Exercise aim - Copy the material below line for line, with no changes, and leave out the pictures.

Extracted records -
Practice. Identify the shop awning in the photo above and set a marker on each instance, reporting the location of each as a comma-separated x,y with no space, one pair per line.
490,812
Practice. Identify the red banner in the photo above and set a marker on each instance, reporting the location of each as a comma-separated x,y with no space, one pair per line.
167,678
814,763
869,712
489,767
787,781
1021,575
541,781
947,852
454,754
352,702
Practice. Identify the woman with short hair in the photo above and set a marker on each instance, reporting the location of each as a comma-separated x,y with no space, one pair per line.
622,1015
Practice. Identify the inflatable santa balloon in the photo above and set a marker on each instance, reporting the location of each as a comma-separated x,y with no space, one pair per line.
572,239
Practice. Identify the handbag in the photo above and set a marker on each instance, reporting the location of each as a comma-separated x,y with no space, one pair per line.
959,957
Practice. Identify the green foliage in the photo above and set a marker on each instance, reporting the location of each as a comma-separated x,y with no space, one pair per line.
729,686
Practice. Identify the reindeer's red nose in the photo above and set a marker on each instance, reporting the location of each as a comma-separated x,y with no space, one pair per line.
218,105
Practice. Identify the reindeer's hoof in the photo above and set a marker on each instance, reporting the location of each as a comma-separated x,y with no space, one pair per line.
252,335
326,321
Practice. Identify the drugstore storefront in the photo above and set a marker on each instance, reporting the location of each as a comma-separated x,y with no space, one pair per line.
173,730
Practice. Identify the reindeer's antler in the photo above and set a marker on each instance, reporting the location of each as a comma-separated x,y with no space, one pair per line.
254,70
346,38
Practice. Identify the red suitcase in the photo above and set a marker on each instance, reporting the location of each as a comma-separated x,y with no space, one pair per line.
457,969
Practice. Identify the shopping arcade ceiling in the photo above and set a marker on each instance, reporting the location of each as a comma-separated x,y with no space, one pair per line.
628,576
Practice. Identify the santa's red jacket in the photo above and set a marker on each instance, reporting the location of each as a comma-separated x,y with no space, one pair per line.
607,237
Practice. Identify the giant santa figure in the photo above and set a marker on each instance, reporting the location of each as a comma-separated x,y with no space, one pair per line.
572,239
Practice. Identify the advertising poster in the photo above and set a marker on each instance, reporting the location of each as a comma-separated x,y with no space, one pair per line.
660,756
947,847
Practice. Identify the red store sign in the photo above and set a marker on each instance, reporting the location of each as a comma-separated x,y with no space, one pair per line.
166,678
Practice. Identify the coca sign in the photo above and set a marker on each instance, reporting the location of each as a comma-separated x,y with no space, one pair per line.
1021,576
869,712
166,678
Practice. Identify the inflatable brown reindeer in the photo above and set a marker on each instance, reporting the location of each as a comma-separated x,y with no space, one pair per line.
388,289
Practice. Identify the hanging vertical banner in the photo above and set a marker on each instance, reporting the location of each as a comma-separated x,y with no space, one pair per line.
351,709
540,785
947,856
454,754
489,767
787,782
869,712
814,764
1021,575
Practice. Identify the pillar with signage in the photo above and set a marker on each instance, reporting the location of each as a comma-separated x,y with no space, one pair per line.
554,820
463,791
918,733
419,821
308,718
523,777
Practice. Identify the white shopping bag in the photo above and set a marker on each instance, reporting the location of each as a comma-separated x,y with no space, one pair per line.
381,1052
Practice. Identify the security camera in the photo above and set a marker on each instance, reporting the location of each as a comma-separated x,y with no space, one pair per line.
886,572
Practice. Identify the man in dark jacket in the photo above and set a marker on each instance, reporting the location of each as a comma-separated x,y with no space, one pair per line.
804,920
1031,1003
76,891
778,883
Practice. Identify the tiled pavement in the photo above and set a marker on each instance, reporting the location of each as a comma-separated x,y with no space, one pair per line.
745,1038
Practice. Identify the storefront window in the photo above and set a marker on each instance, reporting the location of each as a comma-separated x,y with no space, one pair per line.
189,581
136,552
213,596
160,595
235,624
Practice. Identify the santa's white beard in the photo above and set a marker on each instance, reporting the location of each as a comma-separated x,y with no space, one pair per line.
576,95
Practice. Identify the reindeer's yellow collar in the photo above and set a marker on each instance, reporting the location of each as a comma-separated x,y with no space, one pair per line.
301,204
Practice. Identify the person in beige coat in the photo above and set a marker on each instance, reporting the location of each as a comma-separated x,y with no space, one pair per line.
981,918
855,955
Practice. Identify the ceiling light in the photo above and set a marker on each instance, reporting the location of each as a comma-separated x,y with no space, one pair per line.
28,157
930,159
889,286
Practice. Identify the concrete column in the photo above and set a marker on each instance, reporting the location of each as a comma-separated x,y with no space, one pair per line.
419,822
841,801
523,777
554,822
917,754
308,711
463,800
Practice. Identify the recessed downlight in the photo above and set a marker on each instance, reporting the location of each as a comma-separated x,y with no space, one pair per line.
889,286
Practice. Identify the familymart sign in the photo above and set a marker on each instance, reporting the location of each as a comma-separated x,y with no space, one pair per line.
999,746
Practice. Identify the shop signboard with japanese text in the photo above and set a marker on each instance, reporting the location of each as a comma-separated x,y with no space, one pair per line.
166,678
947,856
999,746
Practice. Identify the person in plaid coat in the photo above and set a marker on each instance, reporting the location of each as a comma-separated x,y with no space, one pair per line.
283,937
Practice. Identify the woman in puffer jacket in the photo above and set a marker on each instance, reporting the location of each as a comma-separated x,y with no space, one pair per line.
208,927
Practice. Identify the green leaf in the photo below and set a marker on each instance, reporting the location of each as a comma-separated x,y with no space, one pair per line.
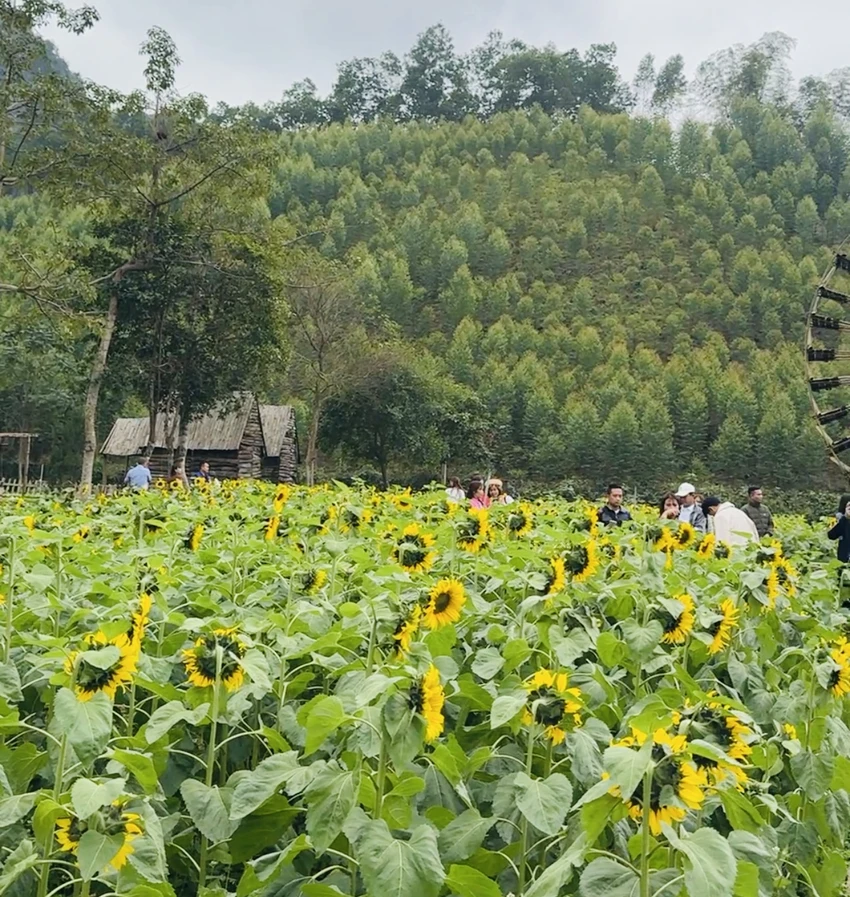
87,797
595,815
544,802
95,852
468,882
330,797
87,724
488,662
558,874
747,880
23,858
260,872
209,809
315,889
642,640
262,830
266,780
326,715
710,865
102,658
506,707
626,767
10,683
463,836
397,868
16,807
606,878
140,766
740,811
611,650
813,773
164,718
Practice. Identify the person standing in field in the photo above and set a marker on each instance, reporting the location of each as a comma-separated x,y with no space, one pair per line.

Answer for the task -
Practice. Identify the shop awning in the photo above and set a marker on each instance, reporting the location of each as a comma-separated x,y with no space, one pair per line.
490,812
Practice. Identify the red banner in the photo above and set a marker on each instance, reporting the location of each as a comma-separated x,y with no space, one pair per line.
167,678
814,763
869,712
489,767
787,781
1021,575
541,781
947,852
454,754
352,702
Practice. Identify the woman with short hair in the photo above and set a marker on each instance, reporting the location of each as a comma-separated x,y with no space, one pair per line.
622,1015
Practice. Identify the inflatable santa balloon in the photo above and set a marker on each instance, reporting the location of each as a comma-separated x,y with no space, one pair per line.
572,239
Practice. Identify the handbag in the photo above and set a marker on each instance, reporting the location of each as a comma-separated x,y with no space, one pair per line.
959,957
Practice. Identify the green foliage in the photo above and set a marker on each instance, reporting the location of each as a comma-separated x,y with no space, one pair per line.
729,686
Practice. Identify the reindeer's red nose in the photo above and set a marker on each instance, reporting the location of each as a comma-separated x,y with no space, one pair per line.
218,105
Practice. Identify the reindeer's hoof in the photo above and set a marker on each instance, reporting the location of each as a comma-separated x,y with no space, one pair per line.
252,335
326,321
Practice. Identify the drugstore storefront in the photo above and set a marker on each instance, reporting the location of each as a comma-separated x,y with no space, one pair per line.
173,730
Practice. Identify the reindeer's antler in the photo above and set a marker on each instance, reporting the location of each as a comma-separated x,y with no space, one pair per line.
254,70
346,38
Practice. Identify the red suitcase in the photo above and set a marker on each instance, reporting the location of each as a comma-separated x,y with no space, one pair per line.
457,969
Practice. Identify the shopping arcade ceiling in the photo above and set a marker on each instance, reporting the location of each as a comma-separated x,y with no space, one pair per line.
628,576
Practice. Identify the santa's red jacket in the photo above and set a marker on each instance, reporting the location of each as a comma-separated x,y with no space, one pair per line.
607,237
Practice. Identify the giant santa figure in the photo above and set a marker on each instance, reporting the location of each as a comma-separated x,y with no space, one pair per line.
572,239
Practice. Identify the advertising poster in the photo above and set a marker on each instance, reporting the location of each as a comma-separated x,y with no space, one pair per line.
660,756
947,847
Practice. Identify the red store sign in the photo above and set a marker on each instance, reporting the location of each as a comma-separated x,y with no space, one pair per line.
166,678
Practice. Identify the coca sign in the photo above and set a marker on each instance, reporting the location of each as a comma-separated x,y with no space, one pair per line.
1021,576
869,712
166,678
Practice. Identify the inflatable brown reindeer in the photo above and set a marker on each instance, reporting the location of each as a comma-separated x,y with no space, one pair per line.
388,289
Practice. Identify the hanging vertical banner in the photo above and set a marker on each instance, reporting the location of each as a comma-separated x,y with no space, one pair per line.
351,709
540,785
947,856
454,754
489,767
787,782
869,712
814,764
1021,575
Practice. Identify the pillar with signage in the photo above and set a marker on each instance, reporting the location of each as a comma-separated x,y with no space, one pair per line.
554,820
463,791
918,733
419,821
308,718
523,777
Practice. Identify the white shopping bag in the photo above and set a marker on each instance, reporting the location of each as a comma-separated x,y with no space, one pair per line.
381,1052
Practice. Identify the security camera in the photo above and set a marker on each instance, reporting the location of each as a comma-separated x,y with no space, one pair per line.
886,572
Practice. Identify the man in dark jacket in the photo above and set a marker on each instance, reporting the location of each as a comma-separated x,y with no space, one pair per line.
804,920
1031,1003
76,891
778,883
Practice. Identify the tiled pavement in the photo above and set a marker on each instance, reporting the location of each as a comma-separated x,y with no space, one pair per line.
745,1038
Practice. Identify the storefront window in the photo above and set a marker on each instance, reporting the location of each as a comma-separated x,y with no space, one pair per line.
189,581
136,552
213,596
160,595
235,624
Practice. Identify the santa's white beard in the photo above and set a marker on each instance, reporting the location of each as a comma-separated x,y with no space, one pair per line.
576,95
Practice. Identify the reindeer's yellow collar in the photo above and set a marker on each instance, reporting the location of each as a comma-separated x,y with no space, one pair per line.
301,204
Practice. Identify the person in beige coat in the photo above and set a marker on each instance, reporting the location of each as a comma-separated x,y with no space, one pair per line.
981,918
855,955
Practice. Identify the ceiling light in the photo above and set a marker on each instance, reporting the location of each as a comma-separated x,y with no space, one pair per line.
28,157
930,159
889,286
Practice. Identify the concrete column in the photo above and set a marker on each instance, reporting the location of each as a comma-separated x,y with no space, one pair per line.
419,822
841,801
523,777
554,822
917,754
308,711
463,800
Practice. Identify the recessed downlight in the photo above and set a marker on each instance, reporting the location of each as a comma-separated x,y with no space, one pair per line.
889,286
Practice. Identify the familymart sign in the photo above and set a marker on each instance, reporting the location of each as a comma-separated x,y with no space, one pair per line.
999,746
Practice. Identify the shop signboard with japanese text in the photo above and set a marker on each instance, reporting the location of each as a comma-separated x,y with no space, one pair per line.
166,678
947,856
999,746
Practice. Identify the person in plaid coat in the photo above and set a marker on each instance, reporting the location of each as a comma-separated x,y with no space, one pair per line.
283,937
Practice. Identify the woman in puffer jacket in the photo above and set a marker on each instance, reporting the location of each as a comma-separated x,y with no space, one pair per line.
208,927
Practice. Identify the green leaf in the photo below and set a marker on each instance, reporting the location of each as a comma-separated x,y with no space, one pair per line.
87,797
595,815
544,802
95,852
468,882
330,797
87,724
488,662
558,874
747,880
23,858
260,872
209,809
315,889
642,640
262,830
266,780
326,715
710,865
102,658
506,707
626,767
10,683
463,836
397,868
16,807
606,878
140,766
740,811
611,650
813,773
164,718
Practice. Identify the person standing in field in the photo above and set a marker on each instance, reporting the location of each as a comma-separated x,y with no space, one pair per line.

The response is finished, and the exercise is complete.